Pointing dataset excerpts
begin

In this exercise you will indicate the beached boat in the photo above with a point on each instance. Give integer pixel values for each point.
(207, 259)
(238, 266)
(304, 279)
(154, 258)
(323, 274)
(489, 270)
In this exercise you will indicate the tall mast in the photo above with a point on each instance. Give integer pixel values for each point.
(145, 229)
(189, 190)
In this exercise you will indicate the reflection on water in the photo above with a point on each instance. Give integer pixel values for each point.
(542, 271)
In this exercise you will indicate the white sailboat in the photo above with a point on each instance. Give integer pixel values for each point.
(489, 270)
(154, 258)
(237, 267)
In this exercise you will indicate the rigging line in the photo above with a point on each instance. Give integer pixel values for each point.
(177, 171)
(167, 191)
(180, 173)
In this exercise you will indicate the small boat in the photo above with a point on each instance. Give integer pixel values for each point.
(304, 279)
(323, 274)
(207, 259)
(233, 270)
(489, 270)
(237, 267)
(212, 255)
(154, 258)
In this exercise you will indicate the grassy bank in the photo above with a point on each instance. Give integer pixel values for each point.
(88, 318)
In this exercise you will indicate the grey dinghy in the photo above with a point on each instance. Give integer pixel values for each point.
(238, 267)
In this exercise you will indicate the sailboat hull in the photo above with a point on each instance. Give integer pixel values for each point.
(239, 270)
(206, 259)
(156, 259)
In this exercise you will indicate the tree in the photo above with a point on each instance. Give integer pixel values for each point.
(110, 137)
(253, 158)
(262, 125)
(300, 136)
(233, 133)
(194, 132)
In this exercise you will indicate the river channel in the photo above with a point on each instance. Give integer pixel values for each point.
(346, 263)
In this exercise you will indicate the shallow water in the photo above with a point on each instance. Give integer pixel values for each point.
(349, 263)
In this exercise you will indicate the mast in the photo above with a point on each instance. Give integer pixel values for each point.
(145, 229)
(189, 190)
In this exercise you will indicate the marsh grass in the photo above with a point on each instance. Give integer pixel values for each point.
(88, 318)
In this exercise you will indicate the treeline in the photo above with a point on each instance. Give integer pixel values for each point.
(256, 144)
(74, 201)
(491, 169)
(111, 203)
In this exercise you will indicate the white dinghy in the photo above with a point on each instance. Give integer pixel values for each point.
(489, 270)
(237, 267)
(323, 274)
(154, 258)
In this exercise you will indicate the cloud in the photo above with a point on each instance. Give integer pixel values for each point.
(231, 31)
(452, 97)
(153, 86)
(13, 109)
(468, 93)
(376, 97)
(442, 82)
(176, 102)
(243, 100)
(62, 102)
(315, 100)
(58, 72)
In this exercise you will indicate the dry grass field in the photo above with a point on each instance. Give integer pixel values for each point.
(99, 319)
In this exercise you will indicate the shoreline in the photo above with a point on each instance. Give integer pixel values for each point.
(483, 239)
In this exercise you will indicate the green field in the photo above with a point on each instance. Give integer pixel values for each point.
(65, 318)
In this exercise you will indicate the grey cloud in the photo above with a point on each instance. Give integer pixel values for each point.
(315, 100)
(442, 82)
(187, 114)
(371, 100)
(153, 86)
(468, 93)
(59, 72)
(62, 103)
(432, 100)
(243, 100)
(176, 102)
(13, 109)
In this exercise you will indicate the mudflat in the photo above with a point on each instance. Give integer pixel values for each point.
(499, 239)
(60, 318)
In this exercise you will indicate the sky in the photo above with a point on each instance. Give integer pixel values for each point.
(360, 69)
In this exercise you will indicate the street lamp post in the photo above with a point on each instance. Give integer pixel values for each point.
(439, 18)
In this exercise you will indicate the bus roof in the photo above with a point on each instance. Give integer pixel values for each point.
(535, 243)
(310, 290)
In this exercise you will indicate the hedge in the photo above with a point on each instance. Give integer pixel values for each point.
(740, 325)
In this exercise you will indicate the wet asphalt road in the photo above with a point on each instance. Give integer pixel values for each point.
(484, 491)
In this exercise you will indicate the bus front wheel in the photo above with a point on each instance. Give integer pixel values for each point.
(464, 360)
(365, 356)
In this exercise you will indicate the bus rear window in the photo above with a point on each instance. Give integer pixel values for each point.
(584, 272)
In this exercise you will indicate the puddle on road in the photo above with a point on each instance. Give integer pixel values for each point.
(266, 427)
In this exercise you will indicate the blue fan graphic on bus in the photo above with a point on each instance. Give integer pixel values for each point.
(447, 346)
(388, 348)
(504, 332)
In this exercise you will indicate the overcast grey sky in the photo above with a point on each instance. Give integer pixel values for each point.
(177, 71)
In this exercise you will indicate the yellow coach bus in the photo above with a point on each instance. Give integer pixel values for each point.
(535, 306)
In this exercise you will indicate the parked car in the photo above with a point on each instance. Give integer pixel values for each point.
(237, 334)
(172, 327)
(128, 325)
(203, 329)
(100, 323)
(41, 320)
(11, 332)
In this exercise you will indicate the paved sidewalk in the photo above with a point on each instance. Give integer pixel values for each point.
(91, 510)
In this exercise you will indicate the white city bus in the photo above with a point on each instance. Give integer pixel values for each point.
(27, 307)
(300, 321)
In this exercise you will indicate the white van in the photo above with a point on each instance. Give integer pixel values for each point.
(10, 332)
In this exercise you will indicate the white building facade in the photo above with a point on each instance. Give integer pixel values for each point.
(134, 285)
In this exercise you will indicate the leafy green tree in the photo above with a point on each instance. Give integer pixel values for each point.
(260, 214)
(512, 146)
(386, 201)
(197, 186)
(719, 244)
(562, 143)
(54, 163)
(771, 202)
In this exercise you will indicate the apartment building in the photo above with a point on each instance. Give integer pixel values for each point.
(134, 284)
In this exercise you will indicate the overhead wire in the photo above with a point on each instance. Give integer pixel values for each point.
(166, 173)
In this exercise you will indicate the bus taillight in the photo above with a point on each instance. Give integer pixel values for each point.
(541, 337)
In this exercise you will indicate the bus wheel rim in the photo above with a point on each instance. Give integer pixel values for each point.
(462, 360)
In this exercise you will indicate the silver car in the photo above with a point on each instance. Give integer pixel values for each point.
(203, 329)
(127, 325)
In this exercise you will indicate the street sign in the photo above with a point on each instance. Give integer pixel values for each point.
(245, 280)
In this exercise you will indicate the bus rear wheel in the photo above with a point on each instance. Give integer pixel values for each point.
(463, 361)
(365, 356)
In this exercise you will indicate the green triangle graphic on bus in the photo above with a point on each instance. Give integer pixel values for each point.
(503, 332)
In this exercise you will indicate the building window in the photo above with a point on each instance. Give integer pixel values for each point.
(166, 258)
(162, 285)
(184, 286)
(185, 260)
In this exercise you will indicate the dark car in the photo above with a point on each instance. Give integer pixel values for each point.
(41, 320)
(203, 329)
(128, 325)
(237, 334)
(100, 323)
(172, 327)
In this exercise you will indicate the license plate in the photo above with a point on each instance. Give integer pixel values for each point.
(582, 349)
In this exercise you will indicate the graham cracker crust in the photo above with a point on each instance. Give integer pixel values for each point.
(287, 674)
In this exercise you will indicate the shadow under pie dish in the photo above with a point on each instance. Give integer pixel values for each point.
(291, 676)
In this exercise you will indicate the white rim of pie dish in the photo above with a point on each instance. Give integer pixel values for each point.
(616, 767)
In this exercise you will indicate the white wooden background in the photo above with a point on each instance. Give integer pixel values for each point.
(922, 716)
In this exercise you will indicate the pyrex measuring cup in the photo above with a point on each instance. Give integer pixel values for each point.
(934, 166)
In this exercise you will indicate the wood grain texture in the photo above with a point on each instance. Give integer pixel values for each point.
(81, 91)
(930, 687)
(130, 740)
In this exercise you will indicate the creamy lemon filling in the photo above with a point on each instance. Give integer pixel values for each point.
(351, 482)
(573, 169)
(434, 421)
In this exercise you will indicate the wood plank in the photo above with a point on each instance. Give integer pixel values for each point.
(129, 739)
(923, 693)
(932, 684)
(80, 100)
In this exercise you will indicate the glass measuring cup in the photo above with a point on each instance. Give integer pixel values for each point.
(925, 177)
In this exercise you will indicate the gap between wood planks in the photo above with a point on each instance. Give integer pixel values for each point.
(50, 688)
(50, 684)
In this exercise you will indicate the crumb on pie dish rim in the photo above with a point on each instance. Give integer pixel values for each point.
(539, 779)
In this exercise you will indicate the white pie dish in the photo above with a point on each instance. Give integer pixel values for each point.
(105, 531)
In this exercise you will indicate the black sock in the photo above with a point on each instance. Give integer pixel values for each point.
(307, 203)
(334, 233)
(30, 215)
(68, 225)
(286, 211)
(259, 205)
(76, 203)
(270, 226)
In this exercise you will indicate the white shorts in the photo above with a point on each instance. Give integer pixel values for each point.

end

## Written problem:
Write out the lines above from the one containing "In this exercise you will indicate the crumb" through the last, exactly as they are.

## Response to the task:
In this exercise you will indicate the crumb on pie dish rim in the photo above with a point on each instance. Give integer pixel values for each point.
(539, 779)
In this exercise you will indicate the white pie dish in the photo above with a point on each instance. Give integer pixel values for each point.
(105, 531)
In this exercise you will indicate the black sock in the photo above with a point on each instance. Give integer pixel values for each point.
(307, 203)
(334, 233)
(30, 215)
(68, 225)
(286, 211)
(259, 205)
(76, 203)
(270, 226)
In this exercise you will indicate the white shorts in the photo above with a point on each instance. Give integer pixel values for each point.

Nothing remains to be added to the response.